Keeping every character in place, output all the data.

Saved entries
# # # # #
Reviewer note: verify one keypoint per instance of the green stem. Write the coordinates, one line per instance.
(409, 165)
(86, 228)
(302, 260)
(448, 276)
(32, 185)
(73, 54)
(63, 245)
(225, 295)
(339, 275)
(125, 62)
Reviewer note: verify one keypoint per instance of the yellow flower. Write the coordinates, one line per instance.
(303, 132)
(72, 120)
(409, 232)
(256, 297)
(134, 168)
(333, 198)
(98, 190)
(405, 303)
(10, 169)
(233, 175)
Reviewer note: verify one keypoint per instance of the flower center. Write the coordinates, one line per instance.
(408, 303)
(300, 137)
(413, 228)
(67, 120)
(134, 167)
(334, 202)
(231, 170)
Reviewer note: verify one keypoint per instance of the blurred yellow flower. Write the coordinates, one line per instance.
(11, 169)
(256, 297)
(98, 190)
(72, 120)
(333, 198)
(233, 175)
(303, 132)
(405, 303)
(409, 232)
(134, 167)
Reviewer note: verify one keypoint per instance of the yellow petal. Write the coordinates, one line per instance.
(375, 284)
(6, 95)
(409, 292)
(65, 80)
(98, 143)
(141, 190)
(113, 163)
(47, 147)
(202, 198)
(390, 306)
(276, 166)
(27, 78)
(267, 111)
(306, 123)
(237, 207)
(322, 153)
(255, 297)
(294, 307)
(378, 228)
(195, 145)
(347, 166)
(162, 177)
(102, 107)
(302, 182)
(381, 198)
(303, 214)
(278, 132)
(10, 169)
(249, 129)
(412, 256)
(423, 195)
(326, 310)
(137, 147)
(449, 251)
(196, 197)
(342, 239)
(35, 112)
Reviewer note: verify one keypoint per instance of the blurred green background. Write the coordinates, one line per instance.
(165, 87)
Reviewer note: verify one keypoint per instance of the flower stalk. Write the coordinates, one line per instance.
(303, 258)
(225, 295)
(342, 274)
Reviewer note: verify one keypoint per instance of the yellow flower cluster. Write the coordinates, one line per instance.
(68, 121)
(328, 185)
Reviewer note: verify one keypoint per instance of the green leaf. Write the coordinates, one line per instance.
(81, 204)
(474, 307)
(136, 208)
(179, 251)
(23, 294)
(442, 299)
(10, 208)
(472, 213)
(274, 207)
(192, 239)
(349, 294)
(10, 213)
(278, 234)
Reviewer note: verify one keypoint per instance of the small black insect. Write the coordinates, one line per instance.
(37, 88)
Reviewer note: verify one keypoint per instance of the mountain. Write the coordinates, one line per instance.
# # # # #
**WRITTEN RESPONSE:**
Reviewer note: verify one keypoint per instance of the green stem. Write the coordinates, one line per instance.
(409, 165)
(86, 228)
(302, 260)
(448, 276)
(32, 185)
(73, 54)
(63, 245)
(225, 295)
(339, 275)
(125, 62)
Reviewer note: verify one keypoint per instance of the yellow flower. Write the coordinates, one line per instance.
(303, 132)
(72, 120)
(409, 232)
(256, 297)
(134, 168)
(333, 198)
(98, 190)
(405, 303)
(10, 169)
(233, 175)
Reviewer note: verify one keypoint per instance of the flower center. Write the coordinates, one line per instance.
(408, 303)
(300, 137)
(413, 228)
(67, 120)
(134, 167)
(334, 202)
(231, 170)
Reviewer note: verify one keypoint per instance of the blurred yellow flower. Write the coordinates, one line per instance.
(11, 169)
(256, 297)
(98, 190)
(72, 120)
(333, 198)
(233, 175)
(303, 132)
(405, 303)
(409, 232)
(134, 167)
Reviewer note: verify one keypoint per instance of the yellow petal. Write the coordinates, one line per instance.
(375, 284)
(6, 95)
(409, 292)
(65, 80)
(98, 143)
(141, 190)
(113, 163)
(47, 147)
(202, 198)
(390, 306)
(276, 166)
(27, 78)
(267, 111)
(306, 123)
(237, 207)
(322, 153)
(255, 297)
(294, 307)
(378, 228)
(195, 145)
(347, 166)
(162, 177)
(102, 107)
(302, 182)
(381, 198)
(303, 214)
(278, 132)
(10, 169)
(249, 129)
(412, 256)
(423, 195)
(326, 310)
(137, 147)
(449, 251)
(196, 197)
(342, 239)
(35, 112)
Reviewer note: verify one keypoint per instance of the blurred green background. Write the coordinates, one line per instance.
(165, 87)
Reviewer note: verify one keypoint per instance of the flower stalk. Write the coordinates, one line per instance.
(303, 258)
(225, 295)
(342, 274)
Reviewer note: verify one keypoint per instance of the yellow flower cluster. Write the coordinates, one line per instance.
(68, 121)
(328, 185)
Reviewer note: verify one keypoint per instance of the green leaf. Write the coordinates, one line per instance.
(81, 204)
(474, 307)
(136, 208)
(179, 251)
(23, 294)
(442, 299)
(10, 208)
(472, 213)
(274, 207)
(192, 239)
(349, 294)
(10, 213)
(278, 234)
Reviewer note: verify one keypoint per instance of the small black insect. Write the coordinates, one line per instance.
(37, 88)
Reviewer note: verify one keypoint per instance of the mountain. Write the coordinates, one line per instance.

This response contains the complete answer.